▸ Aim of the task
Rewrite the items from the start through the line containing "468 402 L 470", inclusive, changing "green grass pitch" to "playing field" and keeping everything else the same. Leave the pictures out of your answer.

▸ Data provided
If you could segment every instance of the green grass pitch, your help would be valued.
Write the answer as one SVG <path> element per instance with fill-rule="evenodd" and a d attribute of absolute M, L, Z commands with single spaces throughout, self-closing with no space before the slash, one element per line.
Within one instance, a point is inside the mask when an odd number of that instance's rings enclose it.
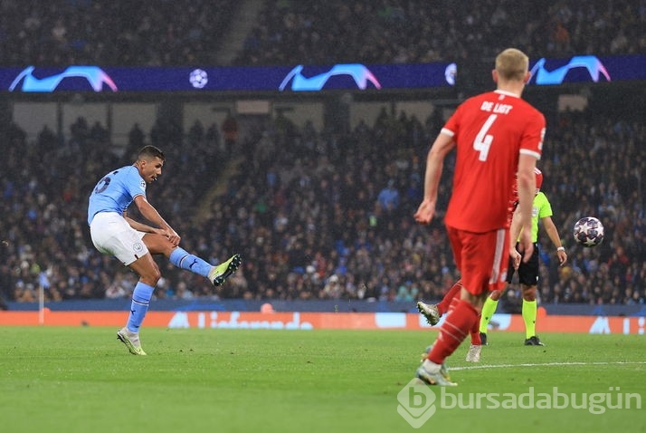
<path fill-rule="evenodd" d="M 468 402 L 470 393 L 558 387 L 566 395 L 610 392 L 613 404 L 619 393 L 637 393 L 642 409 L 634 399 L 632 409 L 603 414 L 437 407 L 416 430 L 397 412 L 397 395 L 435 335 L 144 328 L 148 355 L 136 357 L 116 329 L 4 327 L 0 430 L 646 432 L 646 337 L 546 333 L 546 347 L 526 347 L 512 332 L 491 332 L 478 364 L 464 361 L 465 342 L 448 360 L 460 386 L 446 391 Z"/>

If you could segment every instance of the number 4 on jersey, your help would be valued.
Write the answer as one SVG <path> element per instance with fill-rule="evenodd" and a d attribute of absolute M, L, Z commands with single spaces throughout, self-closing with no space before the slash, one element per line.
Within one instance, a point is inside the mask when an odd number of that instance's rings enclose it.
<path fill-rule="evenodd" d="M 487 156 L 489 155 L 489 149 L 491 147 L 491 141 L 493 141 L 493 135 L 488 134 L 489 129 L 491 128 L 493 122 L 498 118 L 498 114 L 491 114 L 487 121 L 480 128 L 480 131 L 478 132 L 476 140 L 473 140 L 473 149 L 480 152 L 478 159 L 480 161 L 486 161 Z"/>

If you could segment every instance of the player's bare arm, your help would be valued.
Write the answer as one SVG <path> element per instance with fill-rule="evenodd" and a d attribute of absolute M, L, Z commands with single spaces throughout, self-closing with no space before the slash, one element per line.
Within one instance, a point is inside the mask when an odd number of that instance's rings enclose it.
<path fill-rule="evenodd" d="M 424 197 L 415 212 L 414 218 L 420 224 L 429 224 L 435 215 L 437 191 L 444 166 L 444 158 L 453 149 L 453 138 L 440 133 L 429 150 L 424 174 Z"/>

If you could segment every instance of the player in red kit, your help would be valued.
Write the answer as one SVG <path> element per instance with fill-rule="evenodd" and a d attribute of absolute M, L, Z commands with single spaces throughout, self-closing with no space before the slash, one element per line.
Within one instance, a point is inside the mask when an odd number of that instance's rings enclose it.
<path fill-rule="evenodd" d="M 509 248 L 509 191 L 518 179 L 523 260 L 533 252 L 534 168 L 540 159 L 545 117 L 520 97 L 530 77 L 529 59 L 509 48 L 496 57 L 497 89 L 462 102 L 435 139 L 426 159 L 424 196 L 414 215 L 429 224 L 446 155 L 456 148 L 453 189 L 444 218 L 456 265 L 461 300 L 449 312 L 416 377 L 429 385 L 455 386 L 442 363 L 469 334 L 489 291 L 504 287 Z"/>

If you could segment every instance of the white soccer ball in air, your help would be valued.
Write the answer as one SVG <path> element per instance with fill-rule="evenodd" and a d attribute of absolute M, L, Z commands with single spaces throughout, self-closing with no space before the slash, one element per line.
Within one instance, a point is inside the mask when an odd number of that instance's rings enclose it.
<path fill-rule="evenodd" d="M 188 81 L 195 89 L 202 89 L 209 82 L 209 75 L 206 73 L 206 71 L 195 69 L 188 76 Z"/>
<path fill-rule="evenodd" d="M 584 216 L 576 221 L 575 240 L 583 246 L 596 246 L 603 242 L 603 225 L 594 216 Z"/>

▸ Exercise output
If you could segment every instance of the playing field, your help would be valued.
Write the answer as one SVG <path> element per instance with fill-rule="evenodd" and a d attribute of absolute M, L, Z commands with single spaces throughout, self-closing with no space before the slash, one element per line.
Within one instance, a point is inside the mask when an odd number of that instance's rings enclose it.
<path fill-rule="evenodd" d="M 468 402 L 470 393 L 558 387 L 566 395 L 610 392 L 613 404 L 619 393 L 637 393 L 642 409 L 634 399 L 632 409 L 603 414 L 437 407 L 416 430 L 397 412 L 397 395 L 435 335 L 144 328 L 148 355 L 136 357 L 116 329 L 4 327 L 0 430 L 646 432 L 646 337 L 546 333 L 546 347 L 526 347 L 512 332 L 491 332 L 478 364 L 464 361 L 465 342 L 448 360 L 460 386 L 446 391 Z"/>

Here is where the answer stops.